> [Your goal]: Format every line of the items below as a JSON list of strings, one string per line, and leave out any blank lines.
[start of Material provided]
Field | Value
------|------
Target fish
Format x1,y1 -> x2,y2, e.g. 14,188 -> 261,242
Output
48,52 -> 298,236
[end of Material provided]
> [Solution to this exercise]:
[
  "Field | Value",
  "------|------",
  "Target fish",
  "Format x1,y1 -> x2,y2, e.g. 14,188 -> 261,242",
  "Output",
  "48,52 -> 298,236"
]